▸ WRITTEN REQUEST A
Copy the passage from the cyber security page word for word, starting at "Center for Information" and ending at "systems as well.".

Center for Information Technology Integration
Cyber Security and Information Infrastructure Protection

Cyber Security and Information Infrastructure Protection

The primary aim of this research is to improve cyber security and to increase information infrastructure protection by making our information infrastructure more resilient against attacks.

We recognize three distinct problem areas: Critical Infrastructure Protection, Intrusion Prevention and Threat Assessment. We provide practical solutions for each problem area that can be deployed on Unix systems. The general mechanisms apply to other operating systems as well.

Critical Infrastructure Protection

The Internet infrastructure relies on primarily on the Border Gateway Protocol (BGP) and the Domain Name System (DNS). The secure remote administration of routers relies mostly on the Secure Shell (SSH) protocol.

Attacks against any of these technologies may impact on the availability of Internet-based services. As we do not know how to guarantee software correctness, it is a reasonable to assume that exploitable programming errors exist in applications.

To reduce the ability of an adversary to cause damage, we need to limit the impact of such programming errors. We offer Privilege Separation as one solution.

Services that authenticate remote users to system resources are difficult to contain via external application confinement mechanisms. Privilege Separation is a protection mechanism at the application level that separates the privileged code path from the unprivileged code path. An adversary interacts with the unprivileged part only; an exploitable programming error in the unprivileged code path does not lead to immediate privilege escalation.


Cyber Security Areas Critical Infrastructure Protection: Internet: BGP, DNS, and SSH. Intrusion Prevention Threat Assessment Solutions Privilege Separation System Call Policy Enforcement Virtual Honeypots

Privilege Separation in OpenSSH - We have implemented privilege separation in OpenSSH and analyzed its security.

Privilege separation may also be employed to increase the resilience of domain name service implementations like bind. Privilege Separation is very portable as most modern Unix operating system provide address space protection between processes and inter-process communication, privilege separation.

Intrusion Prevention

While Privilege Separation increases an application's resilience against programming errors, it does not prevent all possible intrusions. Many system services and applications perform specific tasks. By confining applications to only those operations that required for its correct execution, we prevent adversaries who gain control over these system services from causing damage to the system.

In Unix operating systems, persistent changes are possibly only via System Calls. By carefully monitoring and restricting an application's system calls, we can limit or even prevent an adversary from causing damage.

We offer Systrace as solution. Systrace provides fine-grained application confinement based on configurable security policies. Additionally, it can detect and prevent intrusions. It also records audit trails that can used in forensic analysis.

System Call Policy Enforcement - Systrace enforces system call policies. It supports automatic and interactive policy generation, intrusion detection and prevention, and audit trails for forensic analysis.

▸ WRITTEN REQUEST B
Find each line in the entries below that contains the word "fallen", and copy every such line.

▸ SUPPLIED MATERIAL
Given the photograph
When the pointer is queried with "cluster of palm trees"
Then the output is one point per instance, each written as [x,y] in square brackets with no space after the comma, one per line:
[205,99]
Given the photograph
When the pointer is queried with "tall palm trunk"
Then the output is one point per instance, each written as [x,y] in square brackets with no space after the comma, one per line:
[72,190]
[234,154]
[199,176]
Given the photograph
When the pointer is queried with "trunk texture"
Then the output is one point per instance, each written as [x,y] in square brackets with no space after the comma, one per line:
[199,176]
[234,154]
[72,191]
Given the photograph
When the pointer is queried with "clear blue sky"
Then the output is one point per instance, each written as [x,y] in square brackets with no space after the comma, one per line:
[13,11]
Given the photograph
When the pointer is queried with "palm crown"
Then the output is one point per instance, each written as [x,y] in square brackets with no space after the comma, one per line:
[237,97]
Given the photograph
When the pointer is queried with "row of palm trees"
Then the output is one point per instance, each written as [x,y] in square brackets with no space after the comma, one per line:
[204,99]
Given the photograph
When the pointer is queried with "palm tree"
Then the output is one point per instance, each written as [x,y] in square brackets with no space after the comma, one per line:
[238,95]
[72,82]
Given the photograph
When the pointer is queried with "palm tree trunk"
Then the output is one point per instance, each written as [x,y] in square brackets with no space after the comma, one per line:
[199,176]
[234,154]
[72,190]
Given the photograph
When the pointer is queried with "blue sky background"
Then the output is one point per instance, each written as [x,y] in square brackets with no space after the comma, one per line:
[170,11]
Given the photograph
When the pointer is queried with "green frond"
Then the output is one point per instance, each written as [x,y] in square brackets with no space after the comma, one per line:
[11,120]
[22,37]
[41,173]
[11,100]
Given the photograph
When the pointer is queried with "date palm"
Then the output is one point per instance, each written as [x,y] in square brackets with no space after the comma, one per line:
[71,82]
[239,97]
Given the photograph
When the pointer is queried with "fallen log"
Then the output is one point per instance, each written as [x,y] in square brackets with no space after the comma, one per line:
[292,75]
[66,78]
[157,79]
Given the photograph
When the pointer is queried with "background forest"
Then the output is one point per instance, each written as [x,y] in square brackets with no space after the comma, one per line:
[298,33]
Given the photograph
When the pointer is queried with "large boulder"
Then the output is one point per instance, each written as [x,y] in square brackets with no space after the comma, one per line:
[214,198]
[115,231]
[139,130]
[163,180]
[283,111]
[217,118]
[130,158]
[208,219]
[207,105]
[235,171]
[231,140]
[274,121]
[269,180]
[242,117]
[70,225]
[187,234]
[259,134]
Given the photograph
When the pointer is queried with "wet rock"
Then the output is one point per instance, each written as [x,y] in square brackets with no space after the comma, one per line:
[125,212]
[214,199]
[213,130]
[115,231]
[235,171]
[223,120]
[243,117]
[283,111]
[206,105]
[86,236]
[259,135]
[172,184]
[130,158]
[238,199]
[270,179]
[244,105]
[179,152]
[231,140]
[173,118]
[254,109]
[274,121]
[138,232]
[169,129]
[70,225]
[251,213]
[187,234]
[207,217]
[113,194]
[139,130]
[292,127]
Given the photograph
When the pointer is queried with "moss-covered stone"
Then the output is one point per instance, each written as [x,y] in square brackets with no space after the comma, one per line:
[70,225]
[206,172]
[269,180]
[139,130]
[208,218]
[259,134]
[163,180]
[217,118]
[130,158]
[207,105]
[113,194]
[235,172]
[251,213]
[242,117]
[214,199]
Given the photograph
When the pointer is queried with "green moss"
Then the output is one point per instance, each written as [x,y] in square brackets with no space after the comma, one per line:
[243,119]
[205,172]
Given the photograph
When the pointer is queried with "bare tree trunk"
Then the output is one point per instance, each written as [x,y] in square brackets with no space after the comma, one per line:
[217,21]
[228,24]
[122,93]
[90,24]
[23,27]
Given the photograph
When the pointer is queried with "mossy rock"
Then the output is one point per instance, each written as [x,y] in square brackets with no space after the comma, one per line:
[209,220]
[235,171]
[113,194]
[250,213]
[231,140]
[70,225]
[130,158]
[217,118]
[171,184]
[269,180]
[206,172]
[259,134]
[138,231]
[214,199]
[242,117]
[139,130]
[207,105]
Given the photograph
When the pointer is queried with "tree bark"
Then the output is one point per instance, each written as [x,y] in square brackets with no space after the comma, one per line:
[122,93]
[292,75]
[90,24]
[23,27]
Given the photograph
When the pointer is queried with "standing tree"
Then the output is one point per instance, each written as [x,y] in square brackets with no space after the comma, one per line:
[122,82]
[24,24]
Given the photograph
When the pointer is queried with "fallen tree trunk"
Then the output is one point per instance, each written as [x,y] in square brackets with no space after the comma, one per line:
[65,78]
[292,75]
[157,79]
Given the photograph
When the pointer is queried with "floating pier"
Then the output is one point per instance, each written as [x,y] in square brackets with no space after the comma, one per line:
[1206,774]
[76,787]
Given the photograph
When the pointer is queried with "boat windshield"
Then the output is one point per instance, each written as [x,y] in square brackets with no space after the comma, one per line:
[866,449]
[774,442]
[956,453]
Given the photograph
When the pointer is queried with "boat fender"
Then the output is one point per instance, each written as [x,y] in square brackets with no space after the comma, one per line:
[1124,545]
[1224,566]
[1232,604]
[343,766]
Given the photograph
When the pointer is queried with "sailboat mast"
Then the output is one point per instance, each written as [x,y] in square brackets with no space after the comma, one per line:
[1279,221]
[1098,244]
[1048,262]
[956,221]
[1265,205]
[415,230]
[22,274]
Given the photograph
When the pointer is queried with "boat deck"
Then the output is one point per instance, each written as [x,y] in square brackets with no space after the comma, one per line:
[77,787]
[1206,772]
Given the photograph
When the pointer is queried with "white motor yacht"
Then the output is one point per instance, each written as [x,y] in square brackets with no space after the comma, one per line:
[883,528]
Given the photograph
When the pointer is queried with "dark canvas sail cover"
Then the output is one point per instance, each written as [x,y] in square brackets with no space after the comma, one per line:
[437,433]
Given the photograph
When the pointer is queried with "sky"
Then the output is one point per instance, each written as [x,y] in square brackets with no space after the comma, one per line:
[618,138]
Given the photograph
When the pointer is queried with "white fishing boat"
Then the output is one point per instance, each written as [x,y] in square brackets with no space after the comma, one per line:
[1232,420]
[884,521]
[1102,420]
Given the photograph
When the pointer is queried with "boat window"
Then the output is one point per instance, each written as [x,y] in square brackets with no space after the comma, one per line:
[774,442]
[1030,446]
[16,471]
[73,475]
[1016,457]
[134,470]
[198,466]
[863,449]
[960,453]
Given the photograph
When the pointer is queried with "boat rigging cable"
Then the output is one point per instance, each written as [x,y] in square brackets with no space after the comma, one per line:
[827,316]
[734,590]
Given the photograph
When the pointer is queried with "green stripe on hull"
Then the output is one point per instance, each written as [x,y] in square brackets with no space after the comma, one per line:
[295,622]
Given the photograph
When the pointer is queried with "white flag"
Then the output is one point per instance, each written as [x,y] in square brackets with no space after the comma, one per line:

▸ COMPLETE OUTPUT A
Center for Information Technology Integration
Cyber Security and Information Infrastructure Protection

Cyber Security and Information Infrastructure Protection

The primary aim of this research is to improve cyber security and to increase information infrastructure protection by making our information infrastructure more resilient against attacks.

We recognize three distinct problem areas: Critical Infrastructure Protection, Intrusion Prevention and Threat Assessment. We provide practical solutions for each problem area that can be deployed on Unix systems. The general mechanisms apply to other operating systems as well.

▸ COMPLETE OUTPUT B
When the pointer is queried with "fallen log"
When the pointer is queried with "fallen tree trunk"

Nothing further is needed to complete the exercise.